▶ _HALAMAN_:
Persaingan bulu tangkis ganda putri pada 2018 didominasi Jepang. Kekuatan berlapis membuat Jepang tak kehabisan pemain untuk menjuarai ganda putri dari satu turnamen ke turnamen lain.
Dari 37 turnamen kategori BWF World Tour, ganda putri Jepang juara dalam 21 turnamen. Negeri ”Matahari Terbit” itu menempatkan enam ganda putri pada peringkat 10 besar dunia. Tiga di antaranya pada posisi tiga teratas.
Ketiganya juga menempati posisi tersebut dalam daftar peringkat Final BWF yang poinnya dihitung dari turnamen BWF World Tour 2018. Mereka meliputi Ayaka Takahashi/Misaki Matasutomo (juara Olimpiade Rio de Janeiro 2016), Yuki Fukushima/Sayaka Hirota (juara All England 2018), dan Mayu Matsumoto/Wakana Nagahara (juara dunia 2018).
Seandainya turnamen Final BWF di Guangzhou, China, 12-16 Desember, tidak menerapkan kuota maksimal dua wakil untuk tiap nomor dari setiap negara, Jepang bisa diwakili tiga pasangan pada ganda putri.

▶ _CUPLIKAN DATA_:
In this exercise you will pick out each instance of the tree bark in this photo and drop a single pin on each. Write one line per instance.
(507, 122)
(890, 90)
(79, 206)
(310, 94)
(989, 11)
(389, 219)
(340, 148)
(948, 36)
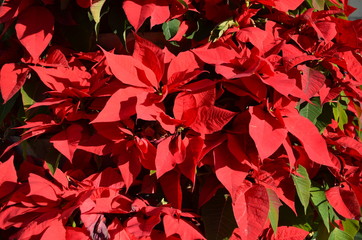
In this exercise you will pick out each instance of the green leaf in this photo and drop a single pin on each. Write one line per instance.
(118, 22)
(302, 184)
(218, 217)
(183, 3)
(324, 119)
(319, 200)
(318, 4)
(338, 234)
(351, 227)
(96, 10)
(170, 28)
(220, 29)
(6, 108)
(312, 110)
(52, 159)
(274, 204)
(340, 115)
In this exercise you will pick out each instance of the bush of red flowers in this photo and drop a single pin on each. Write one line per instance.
(180, 119)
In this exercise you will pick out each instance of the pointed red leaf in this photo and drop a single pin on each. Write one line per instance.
(282, 5)
(34, 28)
(8, 178)
(344, 201)
(120, 106)
(230, 172)
(211, 119)
(137, 11)
(12, 78)
(150, 56)
(266, 131)
(251, 207)
(179, 226)
(130, 70)
(308, 134)
(289, 233)
(55, 231)
(170, 183)
(66, 141)
(42, 191)
(312, 80)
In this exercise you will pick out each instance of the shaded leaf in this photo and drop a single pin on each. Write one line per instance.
(302, 184)
(170, 28)
(312, 110)
(274, 204)
(266, 131)
(251, 208)
(34, 28)
(218, 217)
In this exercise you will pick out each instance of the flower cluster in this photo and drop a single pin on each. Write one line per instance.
(158, 119)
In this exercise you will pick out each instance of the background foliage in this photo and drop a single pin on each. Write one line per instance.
(157, 119)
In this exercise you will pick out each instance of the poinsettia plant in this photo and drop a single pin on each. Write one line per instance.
(180, 119)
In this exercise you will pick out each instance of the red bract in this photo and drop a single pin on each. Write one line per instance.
(180, 120)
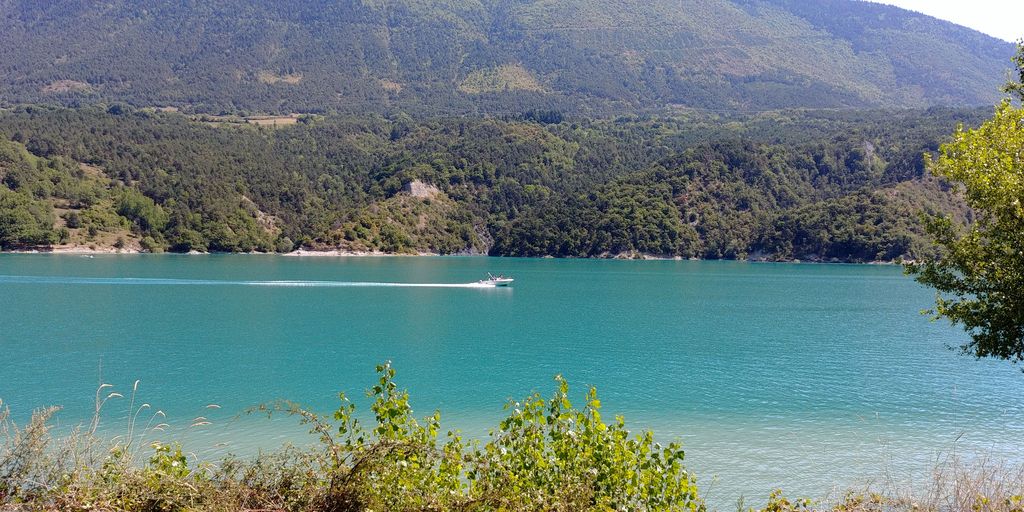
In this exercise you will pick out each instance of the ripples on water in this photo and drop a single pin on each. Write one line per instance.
(774, 375)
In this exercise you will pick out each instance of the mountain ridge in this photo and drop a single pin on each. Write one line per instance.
(488, 56)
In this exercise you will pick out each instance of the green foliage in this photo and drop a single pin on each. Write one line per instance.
(146, 216)
(24, 221)
(779, 185)
(980, 278)
(579, 55)
(547, 455)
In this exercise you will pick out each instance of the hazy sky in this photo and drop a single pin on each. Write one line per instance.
(1001, 18)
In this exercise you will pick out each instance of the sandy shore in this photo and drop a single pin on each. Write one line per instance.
(342, 253)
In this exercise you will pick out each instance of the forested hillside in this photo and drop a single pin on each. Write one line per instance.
(491, 56)
(778, 185)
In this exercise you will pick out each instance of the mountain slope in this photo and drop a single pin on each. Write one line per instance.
(491, 56)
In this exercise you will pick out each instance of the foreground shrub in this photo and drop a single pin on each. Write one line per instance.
(546, 455)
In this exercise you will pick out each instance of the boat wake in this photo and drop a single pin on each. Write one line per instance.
(48, 280)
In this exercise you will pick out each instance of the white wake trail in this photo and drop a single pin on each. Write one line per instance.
(49, 280)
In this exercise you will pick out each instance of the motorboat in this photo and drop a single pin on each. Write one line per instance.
(496, 281)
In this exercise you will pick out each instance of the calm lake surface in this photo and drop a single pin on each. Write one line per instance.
(804, 377)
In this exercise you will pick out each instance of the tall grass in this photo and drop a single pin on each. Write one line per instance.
(546, 456)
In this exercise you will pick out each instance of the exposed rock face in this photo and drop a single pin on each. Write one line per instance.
(418, 188)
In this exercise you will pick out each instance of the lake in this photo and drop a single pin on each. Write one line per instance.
(806, 377)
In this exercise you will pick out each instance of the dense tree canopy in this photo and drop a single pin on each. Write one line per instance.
(491, 56)
(980, 278)
(818, 185)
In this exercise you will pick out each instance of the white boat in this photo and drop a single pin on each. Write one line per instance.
(496, 281)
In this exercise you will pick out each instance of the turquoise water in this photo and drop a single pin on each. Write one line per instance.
(801, 376)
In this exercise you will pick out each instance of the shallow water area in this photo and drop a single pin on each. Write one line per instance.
(804, 377)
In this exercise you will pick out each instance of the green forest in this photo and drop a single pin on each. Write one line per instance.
(491, 56)
(819, 185)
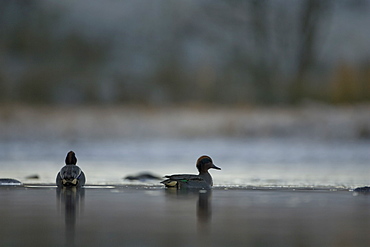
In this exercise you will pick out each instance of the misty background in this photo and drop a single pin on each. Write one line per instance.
(184, 52)
(275, 91)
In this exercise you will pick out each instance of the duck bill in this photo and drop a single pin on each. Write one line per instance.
(216, 167)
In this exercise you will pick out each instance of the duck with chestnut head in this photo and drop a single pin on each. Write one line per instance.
(70, 175)
(191, 181)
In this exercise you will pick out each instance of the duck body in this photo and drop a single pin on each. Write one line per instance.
(70, 175)
(191, 181)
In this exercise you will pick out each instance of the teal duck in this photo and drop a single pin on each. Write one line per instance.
(191, 181)
(70, 175)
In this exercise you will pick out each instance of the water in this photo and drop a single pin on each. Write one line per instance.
(259, 162)
(270, 192)
(154, 216)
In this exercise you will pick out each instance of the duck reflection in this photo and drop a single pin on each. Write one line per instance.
(70, 201)
(203, 204)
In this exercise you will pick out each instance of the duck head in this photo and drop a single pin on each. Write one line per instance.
(71, 158)
(204, 163)
(70, 173)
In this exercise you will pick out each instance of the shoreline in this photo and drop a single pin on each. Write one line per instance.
(322, 122)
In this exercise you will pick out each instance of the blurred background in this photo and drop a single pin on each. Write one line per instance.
(128, 81)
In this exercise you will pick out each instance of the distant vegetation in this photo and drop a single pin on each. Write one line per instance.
(169, 52)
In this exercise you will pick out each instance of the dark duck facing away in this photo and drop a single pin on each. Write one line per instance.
(191, 181)
(70, 175)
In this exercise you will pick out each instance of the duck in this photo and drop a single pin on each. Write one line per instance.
(70, 175)
(191, 181)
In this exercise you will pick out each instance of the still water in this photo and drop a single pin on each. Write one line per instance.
(270, 192)
(154, 216)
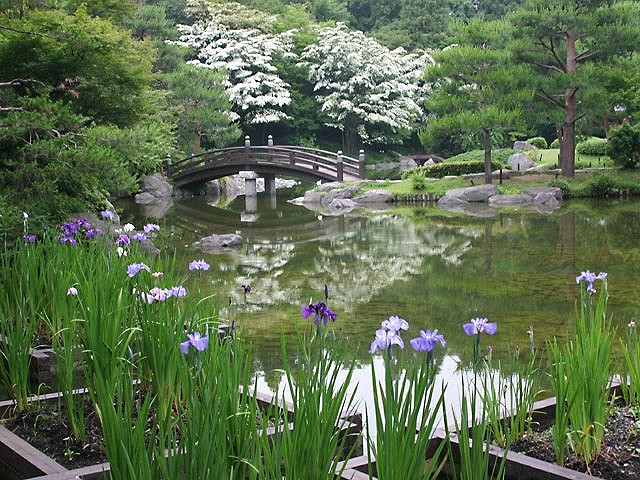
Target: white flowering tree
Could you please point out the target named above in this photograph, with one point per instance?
(369, 92)
(256, 91)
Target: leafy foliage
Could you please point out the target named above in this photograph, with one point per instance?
(254, 87)
(204, 109)
(440, 170)
(593, 146)
(538, 142)
(624, 145)
(367, 91)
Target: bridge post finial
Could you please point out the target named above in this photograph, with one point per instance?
(339, 167)
(168, 165)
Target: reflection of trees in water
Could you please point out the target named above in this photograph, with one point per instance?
(394, 250)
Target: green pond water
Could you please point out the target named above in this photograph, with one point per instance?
(434, 269)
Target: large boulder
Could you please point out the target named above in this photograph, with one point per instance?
(477, 193)
(157, 186)
(374, 196)
(522, 145)
(346, 192)
(313, 196)
(217, 242)
(556, 192)
(509, 200)
(520, 162)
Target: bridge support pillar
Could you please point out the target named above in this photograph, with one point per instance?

▶ _PERINTAH TUGAS_:
Salin kata demi kata bagian teks tentang bulu tangkis ganda putri Jepang, dari "Persaingan bulu tangkis" sampai "ke turnamen lain.".

▶ _JAWABAN LENGKAP_:
Persaingan bulu tangkis ganda putri pada 2018 didominasi Jepang. Kekuatan berlapis membuat Jepang tak kehabisan pemain untuk menjuarai ganda putri dari satu turnamen ke turnamen lain.